>> Start Document

Many other early motion pictures are lost because the nitrate film used for nearly all 35 mm negatives and prints made before 1952 is highly flammable. When in very badly deteriorated condition and improperly stored (e.g. in a sun-baked shed), nitrate film can spontaneously combust. Fires have destroyed entire archives of films. For example, a storage vault fire in 1937 destroyed all the original negatives of pre-1935 films made by Fox Pictures. The 1965 MGM vault fire resulted in the loss of hundreds more silent films and early talkies.

Nitrate film is chemically unstable and over time can decay into a sticky mass or a powder akin to gunpowder. This process can be very unpredictable: some nitrate film from the 1890s is still in good condition today, while some much later nitrate had to be scrapped as unsalvageable when it was barely 20 years old. Much depends on the environment in which it is stored. Ideal conditions of low temperature, low humidity, and adequate ventilation can preserve nitrate film for centuries, but in practice, the storage conditions were usually far from ideal. When a film on nitrate base is said to have been "preserved", this almost always means simply that it has been copied onto safety film or, more recently, digitized; both methods result in some loss of quality.

>> End Document
>> Start Record list

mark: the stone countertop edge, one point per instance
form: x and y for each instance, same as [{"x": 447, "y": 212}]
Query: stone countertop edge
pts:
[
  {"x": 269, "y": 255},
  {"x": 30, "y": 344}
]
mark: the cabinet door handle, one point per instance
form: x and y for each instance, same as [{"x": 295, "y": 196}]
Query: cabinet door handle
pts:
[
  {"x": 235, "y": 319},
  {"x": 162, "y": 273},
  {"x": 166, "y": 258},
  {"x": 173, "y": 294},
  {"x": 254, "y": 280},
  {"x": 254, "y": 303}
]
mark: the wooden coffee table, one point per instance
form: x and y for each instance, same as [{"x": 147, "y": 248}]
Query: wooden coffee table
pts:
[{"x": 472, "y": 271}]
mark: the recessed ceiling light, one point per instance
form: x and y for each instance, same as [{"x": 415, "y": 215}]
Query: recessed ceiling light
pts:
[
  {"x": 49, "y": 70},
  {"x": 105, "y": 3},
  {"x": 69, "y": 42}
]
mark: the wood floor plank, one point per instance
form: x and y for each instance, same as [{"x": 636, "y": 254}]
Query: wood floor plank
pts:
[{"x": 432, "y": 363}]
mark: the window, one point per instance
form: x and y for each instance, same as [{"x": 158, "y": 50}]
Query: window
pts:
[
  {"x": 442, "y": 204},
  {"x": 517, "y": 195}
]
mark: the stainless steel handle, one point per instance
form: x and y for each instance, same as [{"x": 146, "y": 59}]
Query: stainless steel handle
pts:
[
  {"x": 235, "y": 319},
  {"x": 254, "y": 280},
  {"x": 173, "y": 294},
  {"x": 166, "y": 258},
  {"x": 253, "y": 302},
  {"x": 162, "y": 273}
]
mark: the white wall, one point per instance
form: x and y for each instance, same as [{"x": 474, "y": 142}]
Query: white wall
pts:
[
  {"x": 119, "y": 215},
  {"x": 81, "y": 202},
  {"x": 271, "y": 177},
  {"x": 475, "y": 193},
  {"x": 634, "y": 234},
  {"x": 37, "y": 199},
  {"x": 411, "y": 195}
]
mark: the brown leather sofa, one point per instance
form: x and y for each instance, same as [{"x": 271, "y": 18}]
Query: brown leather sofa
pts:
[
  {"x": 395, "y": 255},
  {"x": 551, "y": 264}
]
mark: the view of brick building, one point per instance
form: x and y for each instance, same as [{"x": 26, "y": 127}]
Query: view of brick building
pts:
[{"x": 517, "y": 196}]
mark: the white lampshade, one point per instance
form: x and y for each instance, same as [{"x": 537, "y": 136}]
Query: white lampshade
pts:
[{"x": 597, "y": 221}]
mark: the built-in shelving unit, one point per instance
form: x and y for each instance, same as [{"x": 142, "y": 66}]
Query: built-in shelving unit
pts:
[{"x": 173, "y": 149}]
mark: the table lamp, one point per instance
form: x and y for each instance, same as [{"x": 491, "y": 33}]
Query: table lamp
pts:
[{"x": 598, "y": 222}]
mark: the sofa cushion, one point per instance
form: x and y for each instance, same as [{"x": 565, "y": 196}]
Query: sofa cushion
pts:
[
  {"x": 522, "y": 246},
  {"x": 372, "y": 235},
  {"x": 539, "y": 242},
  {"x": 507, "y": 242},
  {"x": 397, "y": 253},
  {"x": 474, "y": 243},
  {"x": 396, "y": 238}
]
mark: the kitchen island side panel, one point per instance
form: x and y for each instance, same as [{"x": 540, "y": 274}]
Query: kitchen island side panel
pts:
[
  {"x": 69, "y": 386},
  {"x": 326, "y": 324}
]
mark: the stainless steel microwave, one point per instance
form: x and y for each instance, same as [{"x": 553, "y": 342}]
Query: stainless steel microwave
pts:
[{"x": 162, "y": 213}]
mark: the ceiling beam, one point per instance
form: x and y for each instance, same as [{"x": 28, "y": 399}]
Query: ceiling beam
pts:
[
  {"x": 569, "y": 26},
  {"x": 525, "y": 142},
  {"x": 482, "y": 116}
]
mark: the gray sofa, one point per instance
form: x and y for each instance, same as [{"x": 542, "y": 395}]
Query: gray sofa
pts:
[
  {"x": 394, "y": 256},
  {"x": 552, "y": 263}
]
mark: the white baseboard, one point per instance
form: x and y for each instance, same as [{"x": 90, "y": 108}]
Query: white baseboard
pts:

>> End Record list

• [Directions for this task]: According to the nitrate film passage, what destroyed all the original negatives of pre-1935 films made by Fox Pictures? The entries have no connection to the nitrate film passage.

• [Correct response]: A storage vault fire in 1937.